- Exercise requirements: Would you write out the entries again, exactly as they are, but without images?

(Saved entries)
■ ■ ■
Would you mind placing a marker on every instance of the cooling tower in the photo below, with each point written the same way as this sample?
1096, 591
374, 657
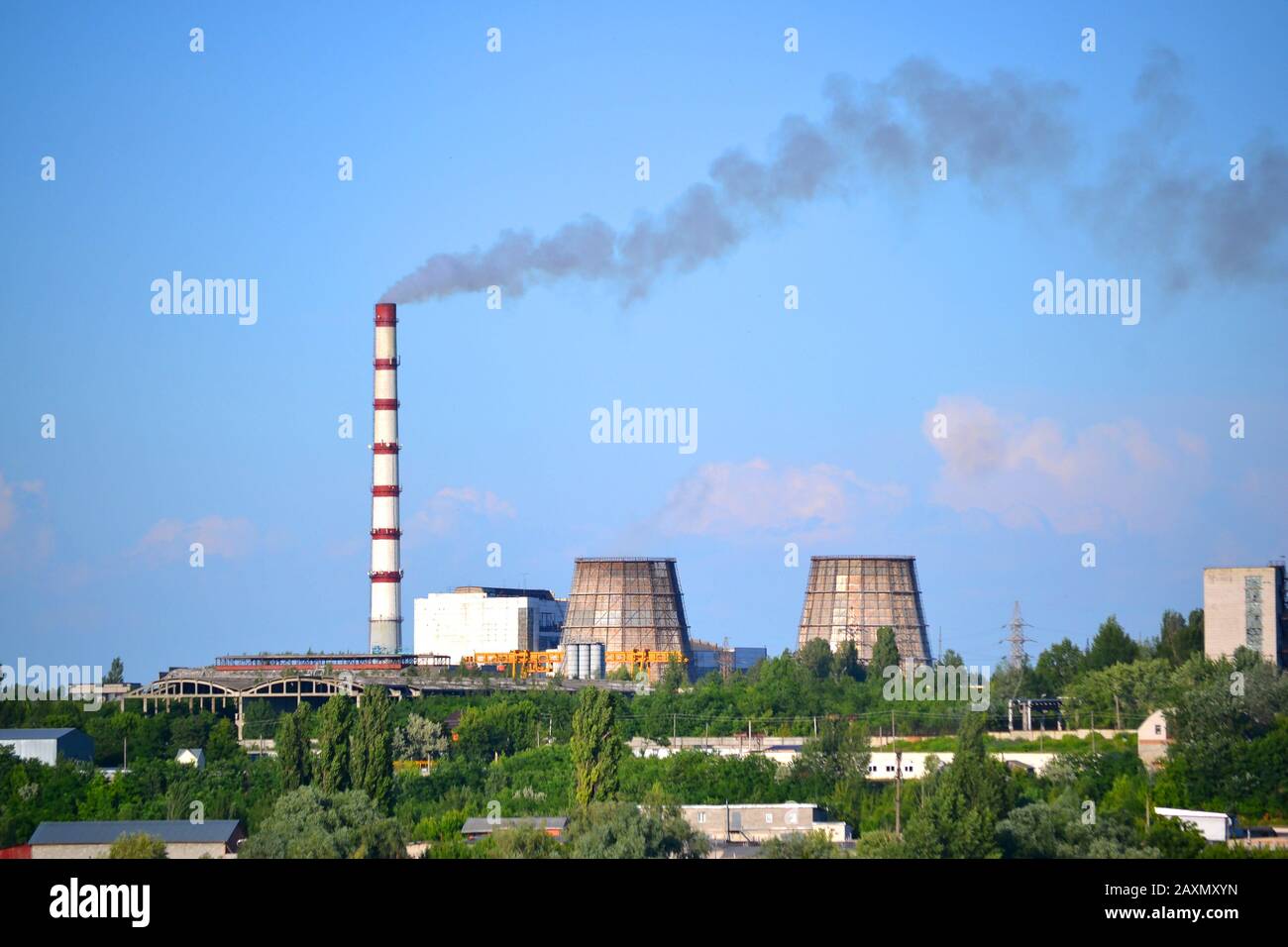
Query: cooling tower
626, 604
850, 596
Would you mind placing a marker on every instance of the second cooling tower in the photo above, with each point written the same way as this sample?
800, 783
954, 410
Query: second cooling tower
849, 596
626, 604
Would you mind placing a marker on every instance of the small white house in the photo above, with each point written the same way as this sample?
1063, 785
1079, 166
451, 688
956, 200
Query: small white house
191, 758
1216, 826
1151, 740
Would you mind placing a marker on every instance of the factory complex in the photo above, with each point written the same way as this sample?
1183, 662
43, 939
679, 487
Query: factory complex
623, 621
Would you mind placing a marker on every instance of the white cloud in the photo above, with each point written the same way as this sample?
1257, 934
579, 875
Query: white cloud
1029, 472
726, 499
442, 514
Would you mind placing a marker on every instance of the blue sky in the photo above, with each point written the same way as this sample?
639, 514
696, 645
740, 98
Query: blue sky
814, 424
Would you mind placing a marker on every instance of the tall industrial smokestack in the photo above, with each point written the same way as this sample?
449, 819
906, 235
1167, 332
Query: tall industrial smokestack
385, 635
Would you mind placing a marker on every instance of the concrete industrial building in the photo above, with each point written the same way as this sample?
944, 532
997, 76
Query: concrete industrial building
478, 618
849, 596
1244, 605
50, 745
481, 827
627, 604
384, 634
183, 839
1151, 740
758, 822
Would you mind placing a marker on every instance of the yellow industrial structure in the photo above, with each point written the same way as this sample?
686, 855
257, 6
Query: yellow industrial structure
520, 664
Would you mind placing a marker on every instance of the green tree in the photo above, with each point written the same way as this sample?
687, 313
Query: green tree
1177, 638
1175, 839
309, 823
335, 723
292, 748
814, 844
962, 801
222, 742
1057, 667
419, 738
1111, 646
138, 845
885, 654
372, 754
845, 661
595, 748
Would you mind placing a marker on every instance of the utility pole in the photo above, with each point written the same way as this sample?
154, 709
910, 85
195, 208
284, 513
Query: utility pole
898, 793
1017, 638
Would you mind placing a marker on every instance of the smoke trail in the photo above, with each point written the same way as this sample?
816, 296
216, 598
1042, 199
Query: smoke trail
890, 129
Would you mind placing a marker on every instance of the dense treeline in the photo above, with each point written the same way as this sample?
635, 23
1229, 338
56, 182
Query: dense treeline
349, 783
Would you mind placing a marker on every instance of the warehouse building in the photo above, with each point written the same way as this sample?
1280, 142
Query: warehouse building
480, 618
183, 839
627, 604
708, 659
481, 827
1244, 607
50, 745
758, 822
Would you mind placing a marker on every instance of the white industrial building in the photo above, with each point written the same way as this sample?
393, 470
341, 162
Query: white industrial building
1215, 826
478, 618
1243, 607
50, 744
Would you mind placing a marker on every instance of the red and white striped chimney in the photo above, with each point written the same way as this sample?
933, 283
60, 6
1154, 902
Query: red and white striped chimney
385, 635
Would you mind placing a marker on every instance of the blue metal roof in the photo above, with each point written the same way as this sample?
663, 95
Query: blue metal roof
107, 832
38, 733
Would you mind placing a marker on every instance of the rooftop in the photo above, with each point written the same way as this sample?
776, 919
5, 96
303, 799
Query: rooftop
482, 826
494, 591
38, 733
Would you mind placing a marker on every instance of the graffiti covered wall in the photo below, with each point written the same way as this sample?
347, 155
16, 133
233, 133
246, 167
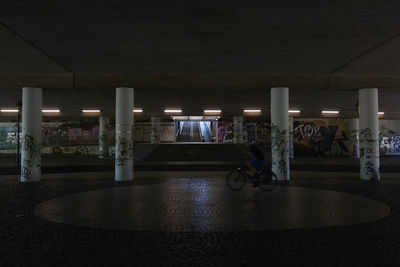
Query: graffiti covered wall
321, 137
76, 137
389, 137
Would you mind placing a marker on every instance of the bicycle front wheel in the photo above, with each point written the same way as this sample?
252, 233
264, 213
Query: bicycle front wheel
268, 180
235, 180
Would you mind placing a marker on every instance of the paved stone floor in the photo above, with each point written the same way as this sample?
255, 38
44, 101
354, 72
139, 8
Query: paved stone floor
26, 239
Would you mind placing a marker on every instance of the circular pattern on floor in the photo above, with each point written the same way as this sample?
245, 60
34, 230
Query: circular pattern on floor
208, 205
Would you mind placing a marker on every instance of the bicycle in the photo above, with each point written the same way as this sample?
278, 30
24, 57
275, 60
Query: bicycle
265, 178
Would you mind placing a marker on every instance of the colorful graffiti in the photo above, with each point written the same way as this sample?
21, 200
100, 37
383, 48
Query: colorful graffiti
324, 137
8, 136
225, 132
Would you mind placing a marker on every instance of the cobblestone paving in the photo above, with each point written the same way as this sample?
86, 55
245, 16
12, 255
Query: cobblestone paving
26, 239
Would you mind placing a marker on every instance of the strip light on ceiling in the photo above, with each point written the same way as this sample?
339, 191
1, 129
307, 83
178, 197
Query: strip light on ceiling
212, 111
252, 111
330, 112
172, 110
90, 110
9, 110
50, 110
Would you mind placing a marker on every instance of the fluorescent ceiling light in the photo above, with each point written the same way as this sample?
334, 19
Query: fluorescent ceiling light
172, 110
9, 110
50, 110
212, 111
252, 110
195, 118
330, 112
90, 110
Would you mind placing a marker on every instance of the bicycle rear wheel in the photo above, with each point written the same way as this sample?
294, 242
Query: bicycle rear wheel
235, 180
268, 180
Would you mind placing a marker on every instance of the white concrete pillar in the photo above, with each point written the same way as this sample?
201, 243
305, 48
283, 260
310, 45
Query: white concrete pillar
291, 136
238, 130
354, 140
31, 161
280, 132
369, 134
124, 134
155, 130
104, 137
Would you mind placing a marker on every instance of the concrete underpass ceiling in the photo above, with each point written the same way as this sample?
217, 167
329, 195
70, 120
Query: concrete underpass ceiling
205, 54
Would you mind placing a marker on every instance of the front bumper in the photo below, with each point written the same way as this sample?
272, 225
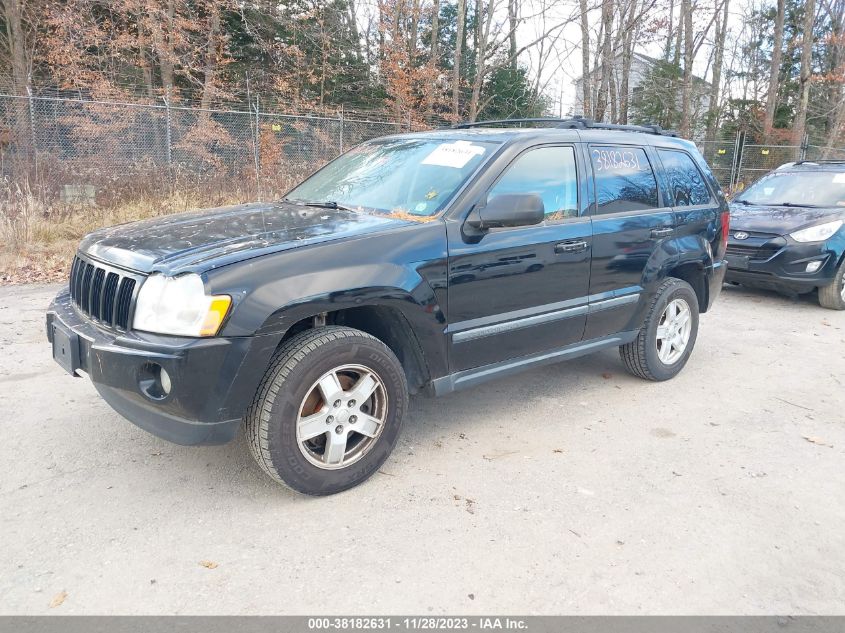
■ ■ ■
- Exercise output:
Would you mind placing a marker on every instance of the cooling tower in the photo below, with each point written the same way as this sample?
1096, 591
374, 657
Query: cooling tower
626, 604
850, 596
Would you mind placing a marker on every instance of the second cooling tower in the photo above, with each point written the same way as this sample?
800, 783
954, 410
Query: second cooling tower
849, 596
626, 604
Would you mind placing a marker on every instance of the small white house in the photo above, with each point written the same way as this sample?
1063, 785
1079, 166
451, 688
956, 200
Query: small white house
191, 758
1216, 826
1151, 740
Would you mind placing a marker on every instance of the factory complex in the photo above, with each point written the same way as this sample?
1183, 662
43, 939
679, 487
Query: factory complex
623, 621
Would you mind placing a marker on every instance of the white cloud in the photo above, with each point written the same way as this sample?
1257, 934
579, 875
Query: white cloud
1029, 472
726, 499
442, 514
Would you mind placing a marker on every instance of the blue sky in the photo above, with each point written the same way as this sample?
639, 514
696, 645
740, 98
Query: blue sky
814, 424
Would you mind placing a marker on every instance of the tall industrial smokestack in the photo above, with each point written the same way as this sample?
449, 819
906, 235
1167, 332
Query: tall industrial smokestack
385, 635
Would you mind placing a marker on every instance of the concrete industrial building in the photo above, with each point written the same way as this sample?
944, 532
997, 76
Query: concrete industrial building
478, 618
849, 596
1244, 605
50, 745
481, 827
627, 604
384, 634
183, 839
1151, 740
758, 822
Would you mind placing a marker on every instance of the yellow industrial structure in the photo above, with each point written the same way as this sample?
686, 855
257, 6
Query: yellow industrial structure
520, 664
Would you mind placing a marker on every instance of the green tree in the photo above, with each point written the same way as this sample?
687, 313
Query: green tree
1177, 638
1175, 839
309, 823
335, 723
292, 748
814, 844
962, 801
222, 742
1057, 667
419, 738
1111, 646
138, 845
885, 654
372, 754
845, 661
595, 748
Would you mind placing a marker on every instance of the utility pole in the photo above, with each point written the same way as this sample?
154, 709
910, 85
195, 208
284, 513
Query: utility pole
898, 793
1017, 638
Would you mind placing a marker on every instance of the smoke trail in the photo above, with each point written the same way as this sample?
816, 296
216, 598
1042, 199
Query: smoke trail
890, 129
Would you mind placing a marker on every instance of the dense treeline in the photo above, with each point written the same way as this sample?
635, 23
1229, 338
56, 182
Query: dense treeline
349, 783
Would you mind placing a marker on every instance of the warehouse building in the photo above, with each point written the same way as this sample?
1280, 142
Query: warehouse building
480, 618
183, 839
627, 604
708, 659
481, 827
1244, 607
50, 745
758, 822
Would you mind placing a marker on every instance of the white industrial building in the photo above, with each point written the same way as this sample?
393, 470
341, 162
Query: white industrial building
1215, 826
478, 618
1243, 607
50, 744
Would you mind placing a marker on every instance of the red and white striped chimney in the photo above, with each point written the same way as this sample?
933, 283
60, 6
1154, 902
Query: red and white striped chimney
385, 635
Would you mind placing a marker on every instance of the blue metal roof in the photo above, with each point written the same way as this sample?
663, 95
Query: blue metal roof
107, 832
38, 733
Would you mind placing a marker on every instance of the rooftop in the photo above, with each point written the same way as this sample?
776, 919
5, 96
303, 799
Query: rooftop
482, 826
494, 591
38, 733
Would you mind placing a marker on every instance of the graffiti covered wall in the photo below, with each point written the same way as this sample?
347, 155
16, 133
233, 133
246, 167
Query: graffiti covered wall
321, 137
76, 137
389, 137
Would you mind placing a marker on every instance of the bicycle front wheel in the photo above, with each point written the same way as this sample?
252, 233
264, 213
Query: bicycle front wheel
268, 180
235, 180
Would you mind placing a marker on every instance of the paved stone floor in the photo above, with each point written the same way as this sample?
255, 38
44, 101
354, 72
139, 8
Query: paved stone floor
26, 239
Would you mind placing a marker on every instance of the circular pattern on floor in the photo above, with each point written the same way as this sample?
245, 60
34, 230
Query: circular pattern on floor
208, 205
Would you mind placing a marker on every instance of the bicycle in the photo above, with each point written the same way as this sample?
278, 30
24, 57
275, 60
Query: bicycle
265, 178
Would you mind placing a marker on every instance of the colorful graffiti in the photo above, with each point written the same way as this sample?
21, 200
100, 37
383, 48
Query: colorful graffiti
324, 137
8, 136
225, 132
Would you mind placing a marker on every instance of the cobblestone paving in the photo above, with each point written the same way as this sample?
86, 55
245, 16
12, 255
Query: cobblestone paving
26, 239
Would you mind placing a marker on every instance of the strip light on ceiling in the photo above, with each point written the same way as this sample?
339, 191
1, 129
307, 83
178, 197
Query: strip light on ceiling
212, 111
252, 111
330, 112
172, 110
90, 110
9, 110
50, 110
Would you mind placing a marker on every instance of the fluorescent ceiling light in the photo above, with each point written the same way as this sample?
334, 19
Query: fluorescent ceiling light
172, 110
9, 110
50, 110
212, 111
252, 110
195, 118
330, 112
90, 110
Would you mind placing a marker on every instance of the bicycle rear wheel in the photo above, with each point written the same way as this sample?
294, 242
Query: bicycle rear wheel
235, 180
268, 180
Would you mind placing a marker on every instance of the white concrete pillar in the photo above, with each point written the same way as this sample?
201, 243
305, 48
283, 260
310, 45
Query: white concrete pillar
291, 136
238, 130
354, 140
31, 161
280, 132
369, 134
124, 134
155, 130
104, 137
Would you mind placing a marker on every instance of the concrete underpass ceiling in the photo above, with each point written the same way as this sample?
217, 167
329, 195
70, 120
Query: concrete underpass ceiling
205, 54
Would you mind placing a marker on every instance of the front bumper in the photo below, with each point written the same way as this sample?
272, 225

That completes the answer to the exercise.